### PROBLEM TO WORK ON:
Every line below is to be quoted exactly, with nothing added or dropped.

• • • • •

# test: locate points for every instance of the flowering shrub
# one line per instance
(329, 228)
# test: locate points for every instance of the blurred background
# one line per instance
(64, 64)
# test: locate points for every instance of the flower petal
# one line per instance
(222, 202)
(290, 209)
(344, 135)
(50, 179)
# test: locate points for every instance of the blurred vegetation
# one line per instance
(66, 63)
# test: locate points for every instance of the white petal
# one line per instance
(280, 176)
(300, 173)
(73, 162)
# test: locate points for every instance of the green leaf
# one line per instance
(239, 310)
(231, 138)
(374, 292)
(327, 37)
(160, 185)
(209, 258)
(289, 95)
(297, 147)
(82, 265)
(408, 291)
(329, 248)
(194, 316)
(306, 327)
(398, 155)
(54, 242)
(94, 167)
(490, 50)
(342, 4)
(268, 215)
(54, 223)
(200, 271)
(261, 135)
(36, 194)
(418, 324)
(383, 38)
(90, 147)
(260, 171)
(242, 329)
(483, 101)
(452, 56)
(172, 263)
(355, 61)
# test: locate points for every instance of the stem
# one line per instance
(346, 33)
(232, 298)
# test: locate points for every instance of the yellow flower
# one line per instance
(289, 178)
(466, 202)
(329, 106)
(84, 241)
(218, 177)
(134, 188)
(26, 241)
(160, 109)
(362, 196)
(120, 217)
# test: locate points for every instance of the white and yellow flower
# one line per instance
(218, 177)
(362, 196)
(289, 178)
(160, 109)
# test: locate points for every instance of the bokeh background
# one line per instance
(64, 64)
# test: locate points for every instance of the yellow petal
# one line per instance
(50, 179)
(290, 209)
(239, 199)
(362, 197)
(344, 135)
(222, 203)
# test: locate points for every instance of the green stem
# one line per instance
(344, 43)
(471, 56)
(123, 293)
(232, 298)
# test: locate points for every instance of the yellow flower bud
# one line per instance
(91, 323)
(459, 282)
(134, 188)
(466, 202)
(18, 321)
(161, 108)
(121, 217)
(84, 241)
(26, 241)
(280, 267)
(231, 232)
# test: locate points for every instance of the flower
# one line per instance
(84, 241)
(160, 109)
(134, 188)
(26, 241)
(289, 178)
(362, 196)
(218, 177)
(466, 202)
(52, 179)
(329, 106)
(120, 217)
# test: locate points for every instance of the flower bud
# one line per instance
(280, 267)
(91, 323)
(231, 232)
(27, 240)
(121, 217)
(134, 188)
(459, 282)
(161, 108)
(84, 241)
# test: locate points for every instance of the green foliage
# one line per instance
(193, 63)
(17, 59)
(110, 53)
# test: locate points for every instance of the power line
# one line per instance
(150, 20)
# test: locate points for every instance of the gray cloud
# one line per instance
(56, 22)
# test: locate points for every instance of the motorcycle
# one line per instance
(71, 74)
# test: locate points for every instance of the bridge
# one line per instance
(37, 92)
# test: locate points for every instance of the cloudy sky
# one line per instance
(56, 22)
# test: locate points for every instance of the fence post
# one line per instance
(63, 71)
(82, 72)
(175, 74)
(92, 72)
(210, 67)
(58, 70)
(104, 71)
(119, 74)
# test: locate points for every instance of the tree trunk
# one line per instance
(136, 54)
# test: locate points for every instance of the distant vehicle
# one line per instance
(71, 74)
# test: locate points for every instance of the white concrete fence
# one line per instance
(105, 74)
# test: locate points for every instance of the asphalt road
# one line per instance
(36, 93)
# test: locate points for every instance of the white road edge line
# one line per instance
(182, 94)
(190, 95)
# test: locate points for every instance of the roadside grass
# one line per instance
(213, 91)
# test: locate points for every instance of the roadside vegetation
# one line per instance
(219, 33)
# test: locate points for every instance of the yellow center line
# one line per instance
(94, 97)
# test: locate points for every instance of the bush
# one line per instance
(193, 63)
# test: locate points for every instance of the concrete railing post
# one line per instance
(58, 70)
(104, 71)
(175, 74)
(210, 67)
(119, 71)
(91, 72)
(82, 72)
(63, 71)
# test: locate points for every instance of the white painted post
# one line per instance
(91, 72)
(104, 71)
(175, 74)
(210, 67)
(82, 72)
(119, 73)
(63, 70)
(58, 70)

• • • • •

### WRITTEN RESPONSE:
# test: locate points for every instance of the flowering shrub
# one line per instance
(329, 228)
# test: locate points for every instance of the blurred background
# one line per instance
(64, 64)
# test: locate points for every instance of the flower petal
# one line per instance
(222, 202)
(290, 209)
(344, 135)
(50, 179)
# test: locate points for every instance of the blurred vegetation
# one line per instance
(66, 63)
# test: locate points for every instance of the white petal
# one line per instance
(280, 176)
(300, 173)
(73, 162)
# test: locate points for every instance of the green leaf
# one line per instance
(239, 310)
(231, 138)
(374, 292)
(327, 37)
(160, 185)
(209, 258)
(289, 95)
(297, 147)
(82, 265)
(408, 291)
(329, 248)
(194, 316)
(306, 327)
(398, 155)
(54, 242)
(94, 167)
(490, 50)
(342, 4)
(268, 215)
(54, 223)
(200, 271)
(261, 135)
(36, 194)
(418, 324)
(383, 38)
(90, 147)
(260, 171)
(242, 329)
(483, 101)
(452, 56)
(172, 263)
(355, 61)
# test: locate points for every instance of the stem
# one line per instance
(346, 33)
(232, 298)
# test: locate points for every instance of the yellow flower
# one line per instance
(289, 178)
(466, 202)
(329, 106)
(84, 241)
(218, 177)
(134, 188)
(26, 241)
(160, 109)
(362, 196)
(120, 217)
# test: locate points for every instance of the white and yellow flower
# one line per instance
(218, 177)
(362, 196)
(289, 178)
(160, 109)
# test: locate points for every instance of the bokeh background
# one line per instance
(64, 64)
# test: locate points for every instance of the yellow petal
# one line per instance
(50, 179)
(290, 209)
(239, 199)
(362, 197)
(344, 135)
(222, 203)
# test: locate points for every instance of the green stem
# one line per instance
(344, 43)
(471, 56)
(123, 293)
(232, 298)
# test: locate points for every instance of the yellow flower bud
# one line per instance
(91, 323)
(459, 282)
(134, 188)
(466, 202)
(18, 321)
(161, 108)
(121, 217)
(84, 241)
(26, 241)
(280, 267)
(231, 232)
# test: locate points for every instance of the flower
# one line per instance
(84, 241)
(160, 109)
(134, 188)
(26, 241)
(289, 178)
(362, 196)
(218, 177)
(466, 202)
(52, 179)
(329, 106)
(120, 217)
# test: locate points for every instance of the flower bud
# one line per instance
(280, 267)
(91, 323)
(231, 232)
(27, 240)
(121, 217)
(134, 188)
(459, 282)
(161, 108)
(84, 241)
# test: locate points for every instance of the green foliage
# one line per instance
(193, 63)
(17, 59)
(110, 53)
# test: locate points for every instance of the power line
# one line per instance
(150, 20)
# test: locate points for every instance of the gray cloud
# one line per instance
(56, 22)
# test: locate points for every instance of the motorcycle
# one line per instance
(71, 74)
# test: locate points for every instance of the bridge
# one line per instance
(37, 92)
# test: locate points for every instance of the cloudy sky
# one line per instance
(56, 22)
# test: locate points for every instance of the fence post
# one line per instance
(63, 71)
(82, 72)
(175, 74)
(92, 72)
(210, 67)
(58, 70)
(104, 71)
(119, 74)
# test: locate points for every instance of the tree trunk
# one line per instance
(136, 54)
# test: locate points for every instance of the distant vehicle
# one line per instance
(71, 74)
# test: locate points for every instance of the white concrete fence
# one line per instance
(105, 74)
# test: locate points for every instance of the asphalt road
# one line per instance
(36, 93)
# test: locate points for every instance of the white road edge line
# one line per instance
(182, 94)
(190, 95)
# test: locate points for every instance of the roadside grass
# one line per instance
(213, 91)
# test: locate points for every instance of the roadside vegetation
# one line per instance
(219, 33)
# test: locate points for every instance of the yellow center line
# one line per instance
(94, 97)
# test: locate points for every instance of the bush
# one line per instance
(193, 63)
# test: locate points for every instance of the concrete railing post
# one line per instance
(58, 70)
(104, 71)
(175, 74)
(210, 67)
(119, 71)
(91, 72)
(82, 72)
(63, 71)
# test: locate points for every instance of the white painted post
# one line per instance
(91, 72)
(104, 71)
(175, 74)
(210, 67)
(82, 72)
(119, 73)
(63, 70)
(58, 70)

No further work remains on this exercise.